##### Dane do przetworzenia #####

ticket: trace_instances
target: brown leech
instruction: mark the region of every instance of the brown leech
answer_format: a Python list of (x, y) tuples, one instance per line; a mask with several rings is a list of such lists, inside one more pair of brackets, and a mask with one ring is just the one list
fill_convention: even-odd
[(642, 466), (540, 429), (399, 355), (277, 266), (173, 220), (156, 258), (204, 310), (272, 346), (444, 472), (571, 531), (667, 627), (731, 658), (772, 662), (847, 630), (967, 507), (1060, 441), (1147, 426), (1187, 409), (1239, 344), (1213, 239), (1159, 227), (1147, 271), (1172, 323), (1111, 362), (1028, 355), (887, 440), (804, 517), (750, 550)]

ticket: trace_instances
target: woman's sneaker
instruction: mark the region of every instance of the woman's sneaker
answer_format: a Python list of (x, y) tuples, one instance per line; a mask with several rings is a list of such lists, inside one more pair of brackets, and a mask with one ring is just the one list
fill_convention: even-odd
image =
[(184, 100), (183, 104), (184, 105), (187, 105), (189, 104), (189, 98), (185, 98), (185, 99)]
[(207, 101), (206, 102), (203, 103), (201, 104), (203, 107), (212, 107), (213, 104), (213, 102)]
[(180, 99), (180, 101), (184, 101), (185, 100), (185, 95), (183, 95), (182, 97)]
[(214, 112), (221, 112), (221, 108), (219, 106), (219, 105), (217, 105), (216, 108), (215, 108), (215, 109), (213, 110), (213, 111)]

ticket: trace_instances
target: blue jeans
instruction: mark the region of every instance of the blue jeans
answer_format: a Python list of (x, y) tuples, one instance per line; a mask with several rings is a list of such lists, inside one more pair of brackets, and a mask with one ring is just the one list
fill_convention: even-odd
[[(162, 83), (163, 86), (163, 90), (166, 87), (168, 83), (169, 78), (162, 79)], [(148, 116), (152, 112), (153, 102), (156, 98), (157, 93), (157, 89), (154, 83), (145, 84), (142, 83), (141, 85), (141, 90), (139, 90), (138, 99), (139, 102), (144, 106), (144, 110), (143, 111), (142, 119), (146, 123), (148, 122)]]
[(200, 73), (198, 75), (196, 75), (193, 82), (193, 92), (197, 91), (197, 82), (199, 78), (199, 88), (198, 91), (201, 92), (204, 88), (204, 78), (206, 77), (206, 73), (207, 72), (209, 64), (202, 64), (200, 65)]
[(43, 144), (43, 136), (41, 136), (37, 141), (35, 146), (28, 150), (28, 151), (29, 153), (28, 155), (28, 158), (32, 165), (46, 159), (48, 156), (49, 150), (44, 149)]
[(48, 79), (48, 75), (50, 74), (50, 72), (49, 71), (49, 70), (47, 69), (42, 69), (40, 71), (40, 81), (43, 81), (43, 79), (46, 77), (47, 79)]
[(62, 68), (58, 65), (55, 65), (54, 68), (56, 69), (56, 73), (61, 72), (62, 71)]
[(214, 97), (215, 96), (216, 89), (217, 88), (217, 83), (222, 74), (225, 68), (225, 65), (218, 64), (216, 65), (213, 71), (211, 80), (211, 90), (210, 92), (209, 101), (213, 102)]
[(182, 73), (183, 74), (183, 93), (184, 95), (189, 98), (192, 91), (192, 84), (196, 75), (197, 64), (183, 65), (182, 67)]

#####

Problem
Powiel wszystkie wiersze znajdujące się powyżej, znak po znaku, bez żadnych zmian.

Rozwiązanie problemu
ticket: trace_instances
target: brown leech
instruction: mark the region of every instance of the brown leech
answer_format: a Python list of (x, y) tuples, one instance per line; a mask with several rings is a list of such lists, inside one more pair of brackets, and a mask with one ring is just the one list
fill_convention: even-odd
[(642, 466), (540, 429), (399, 355), (277, 266), (173, 220), (156, 258), (204, 310), (272, 346), (444, 472), (571, 531), (667, 627), (731, 658), (772, 662), (847, 630), (967, 507), (1060, 441), (1147, 426), (1187, 409), (1239, 344), (1213, 239), (1159, 227), (1147, 271), (1172, 323), (1111, 362), (1028, 355), (887, 440), (804, 517), (750, 550)]

ticket: trace_instances
target: woman's sneaker
instruction: mark the region of every instance of the woman's sneaker
answer_format: a Python list of (x, y) tuples, one instance per line; a mask with several rings is a list of such lists, inside one more pair of brackets, and a mask with one ring is just the one list
fill_convention: even-odd
image =
[(184, 100), (183, 104), (184, 105), (187, 105), (189, 104), (189, 98), (185, 98), (185, 99)]
[(207, 101), (206, 102), (203, 103), (201, 104), (203, 107), (212, 107), (213, 104), (213, 102)]
[(180, 99), (180, 101), (184, 101), (185, 100), (185, 95), (183, 95), (182, 97)]
[(214, 112), (221, 112), (221, 108), (219, 106), (219, 105), (217, 105), (216, 108), (215, 108), (215, 109), (213, 110), (213, 111)]

ticket: trace_instances
target: blue jeans
instruction: mark the region of every instance of the blue jeans
answer_format: a Python list of (x, y) tuples, one instance per line; a mask with several rings is a list of such lists, inside one more pair of brackets, and a mask with one ring is just the one list
fill_convention: even-odd
[[(162, 83), (163, 86), (163, 90), (166, 87), (168, 83), (169, 78), (162, 79)], [(148, 116), (152, 112), (153, 102), (156, 98), (157, 93), (157, 89), (154, 83), (145, 84), (142, 83), (141, 85), (141, 90), (139, 90), (138, 99), (139, 102), (144, 106), (144, 110), (143, 111), (142, 119), (146, 123), (148, 122)]]
[(200, 73), (198, 75), (196, 75), (193, 82), (193, 92), (197, 91), (197, 82), (199, 78), (199, 88), (198, 91), (201, 92), (204, 88), (204, 78), (206, 77), (206, 73), (207, 72), (209, 64), (202, 64), (200, 65)]
[(43, 144), (43, 136), (41, 136), (37, 141), (35, 146), (28, 150), (28, 151), (29, 153), (28, 155), (28, 158), (32, 165), (46, 159), (48, 156), (49, 150), (44, 149)]
[(48, 79), (48, 75), (50, 74), (50, 72), (49, 71), (49, 70), (47, 69), (42, 69), (40, 71), (40, 81), (43, 81), (43, 79), (46, 77), (47, 79)]
[(62, 68), (58, 65), (55, 65), (54, 68), (56, 69), (56, 73), (61, 72), (62, 71)]
[(214, 97), (215, 96), (216, 89), (217, 88), (217, 83), (222, 74), (225, 68), (225, 65), (218, 64), (216, 65), (213, 71), (211, 80), (211, 90), (210, 92), (209, 101), (213, 102)]
[(182, 73), (183, 74), (183, 93), (184, 95), (189, 98), (192, 91), (192, 84), (196, 75), (197, 64), (183, 65), (182, 67)]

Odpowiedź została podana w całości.